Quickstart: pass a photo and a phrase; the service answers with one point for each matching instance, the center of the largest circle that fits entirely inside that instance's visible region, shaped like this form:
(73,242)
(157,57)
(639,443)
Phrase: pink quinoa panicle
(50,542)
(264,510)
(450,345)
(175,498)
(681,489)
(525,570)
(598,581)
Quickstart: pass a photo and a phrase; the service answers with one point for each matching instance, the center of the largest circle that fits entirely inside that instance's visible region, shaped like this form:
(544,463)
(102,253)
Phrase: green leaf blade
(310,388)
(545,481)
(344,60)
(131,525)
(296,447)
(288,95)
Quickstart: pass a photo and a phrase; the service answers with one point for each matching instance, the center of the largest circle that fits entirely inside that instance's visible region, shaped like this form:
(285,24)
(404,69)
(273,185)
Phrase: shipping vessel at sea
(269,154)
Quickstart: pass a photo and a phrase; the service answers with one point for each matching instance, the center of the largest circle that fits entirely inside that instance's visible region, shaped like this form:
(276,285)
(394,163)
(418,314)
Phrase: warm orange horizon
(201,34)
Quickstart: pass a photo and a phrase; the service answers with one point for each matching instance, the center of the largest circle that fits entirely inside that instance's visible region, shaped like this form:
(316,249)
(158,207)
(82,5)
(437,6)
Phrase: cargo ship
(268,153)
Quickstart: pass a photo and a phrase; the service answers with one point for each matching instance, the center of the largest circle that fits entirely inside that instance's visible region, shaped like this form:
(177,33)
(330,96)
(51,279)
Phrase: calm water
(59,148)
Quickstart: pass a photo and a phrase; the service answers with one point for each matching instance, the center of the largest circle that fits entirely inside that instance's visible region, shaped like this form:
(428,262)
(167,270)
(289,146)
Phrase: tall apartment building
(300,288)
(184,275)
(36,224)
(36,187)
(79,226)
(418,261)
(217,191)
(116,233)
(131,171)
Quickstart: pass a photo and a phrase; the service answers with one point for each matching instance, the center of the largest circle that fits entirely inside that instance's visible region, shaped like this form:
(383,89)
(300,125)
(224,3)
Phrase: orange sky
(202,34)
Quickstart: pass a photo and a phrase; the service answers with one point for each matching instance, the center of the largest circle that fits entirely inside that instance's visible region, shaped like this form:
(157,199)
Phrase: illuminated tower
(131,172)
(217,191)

Work request
Quote each line of the listing above exactly.

Your response
Quickstart: pass a photo and a phrase; the service answers with one point for each matching instance, the center of the largest circle that fits entirely inside that instance's visible region, shaped like this form:
(73,242)
(157,57)
(639,443)
Phrase: pink quinoa panicle
(50,542)
(264,510)
(450,345)
(175,498)
(681,489)
(525,570)
(598,581)
Quickstart: pass a photo and a phrase; the service answers with one point for each matching instance, the center of the largest circle that fits entirely inside that instance's visible region, shaped like this form:
(544,463)
(102,253)
Phrase: green leaf blade
(310,388)
(545,481)
(344,60)
(131,525)
(296,447)
(288,95)
Quickstart: pass a photo and a phrase; the service answers with one point for each matching instance, the center of the largest circle that fits entirely inside that instance's visible region, shaped like this form:
(285,24)
(404,69)
(273,185)
Phrase: shipping vessel at sea
(269,154)
Quickstart: pass a photo and a phrase; the service answers with one point for each matching instance, the center of the largest circle that fits entirely inside that instance's visible region, shaped like this form:
(276,285)
(394,163)
(418,314)
Phrase: warm orange horizon
(201,34)
Quickstart: pass a photo and a phrase; the service answers with one point for each matching instance, the center of the largest circle that fits entirely inside that instance's visible region, shaped like this form:
(316,249)
(158,207)
(82,5)
(437,6)
Phrase: cargo ship
(268,153)
Quickstart: pass a photo and a phrase; the service answers with one point for each matching instance, the center of the largest circle that fits entirely inside that instance's visible region, shaped like this form:
(177,33)
(330,96)
(51,279)
Phrase: calm water
(59,148)
Quickstart: pass a photo and a phrase; the service answers with one point for each matching instance, the center of the largest circle that fits entirely inside that instance's visible region, shaped like this form:
(428,262)
(167,270)
(289,146)
Phrase: tall apartment building
(300,288)
(184,275)
(36,224)
(36,187)
(79,226)
(418,261)
(217,191)
(116,233)
(131,171)
Quickstart: pass a photo and a phrase; the service answers with one point for each matching instance, the center of the largest circle that fits entirely inside that instance's visible region, shaped like this form:
(383,89)
(300,125)
(224,3)
Phrase: orange sky
(202,34)
Quickstart: pass a photo and a phrase; the service answers with one point for each matching instance, the center of the largest circle that fits entirely inside that instance's visible region, shaped like this form:
(157,199)
Phrase: illuminated tower
(131,172)
(217,191)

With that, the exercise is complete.